EXERCISE: Put everything in the material from the line containing "Given the screenshot below, find the bounding box of the water" down to the line containing "Given the screenshot above, find the bounding box of the exposed", including both, into a numbered list with no blank lines. Leave the pictures out of your answer.
- - -
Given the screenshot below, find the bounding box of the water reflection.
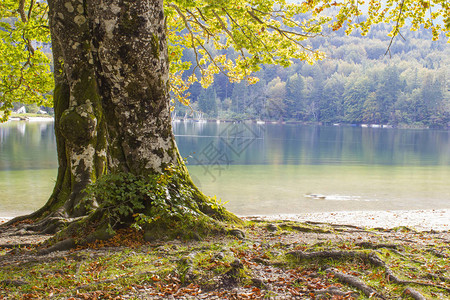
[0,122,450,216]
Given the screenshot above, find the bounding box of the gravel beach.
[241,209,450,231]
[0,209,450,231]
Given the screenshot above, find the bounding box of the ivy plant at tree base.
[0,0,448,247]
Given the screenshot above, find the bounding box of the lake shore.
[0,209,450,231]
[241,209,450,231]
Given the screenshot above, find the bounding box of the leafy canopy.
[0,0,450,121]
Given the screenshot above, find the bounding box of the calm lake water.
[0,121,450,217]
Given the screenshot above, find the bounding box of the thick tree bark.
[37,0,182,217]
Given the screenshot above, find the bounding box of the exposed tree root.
- - -
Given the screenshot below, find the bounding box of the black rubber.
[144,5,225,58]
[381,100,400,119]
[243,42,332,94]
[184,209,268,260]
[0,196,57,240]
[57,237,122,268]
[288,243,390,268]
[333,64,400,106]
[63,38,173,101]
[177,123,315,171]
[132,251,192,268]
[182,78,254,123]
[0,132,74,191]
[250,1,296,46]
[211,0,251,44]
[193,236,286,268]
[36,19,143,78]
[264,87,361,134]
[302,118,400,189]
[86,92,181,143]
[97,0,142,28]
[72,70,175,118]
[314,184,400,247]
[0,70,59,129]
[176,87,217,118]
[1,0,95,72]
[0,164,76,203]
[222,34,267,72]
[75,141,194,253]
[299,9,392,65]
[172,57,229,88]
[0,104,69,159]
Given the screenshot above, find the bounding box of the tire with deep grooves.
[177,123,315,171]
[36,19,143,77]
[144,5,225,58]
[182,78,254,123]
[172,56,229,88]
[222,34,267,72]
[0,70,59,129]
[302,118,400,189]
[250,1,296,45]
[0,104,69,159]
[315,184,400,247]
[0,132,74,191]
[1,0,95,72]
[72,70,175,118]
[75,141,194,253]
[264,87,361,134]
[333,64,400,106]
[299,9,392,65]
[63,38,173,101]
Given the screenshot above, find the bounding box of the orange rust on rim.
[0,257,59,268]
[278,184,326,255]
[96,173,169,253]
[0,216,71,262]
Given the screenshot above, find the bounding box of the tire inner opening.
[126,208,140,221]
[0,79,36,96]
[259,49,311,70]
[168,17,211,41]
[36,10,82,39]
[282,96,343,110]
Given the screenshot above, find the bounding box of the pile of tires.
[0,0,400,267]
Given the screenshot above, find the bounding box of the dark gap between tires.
- - -
TASK ANSWER:
1. Given the screenshot below, find the bounding box of the water reflection.
2. [0,122,450,216]
3. Given the screenshot above, find the bounding box of the gravel beach.
4. [241,209,450,231]
5. [0,209,450,231]
6. Given the screenshot above, find the bounding box of the ivy plant at tree base.
7. [0,0,448,247]
8. Given the screenshot above, find the bounding box of the lake shore.
9. [0,209,450,231]
10. [241,209,450,231]
11. Given the screenshot above, find the bounding box of the leafy canopy.
12. [0,0,450,121]
13. Given the screenshot above, find the bounding box of the calm lake water.
14. [0,121,450,217]
15. Given the screenshot above, find the bounding box of the thick tree bark.
16. [37,0,182,217]
17. Given the screenshot above, find the bounding box of the exposed tree root.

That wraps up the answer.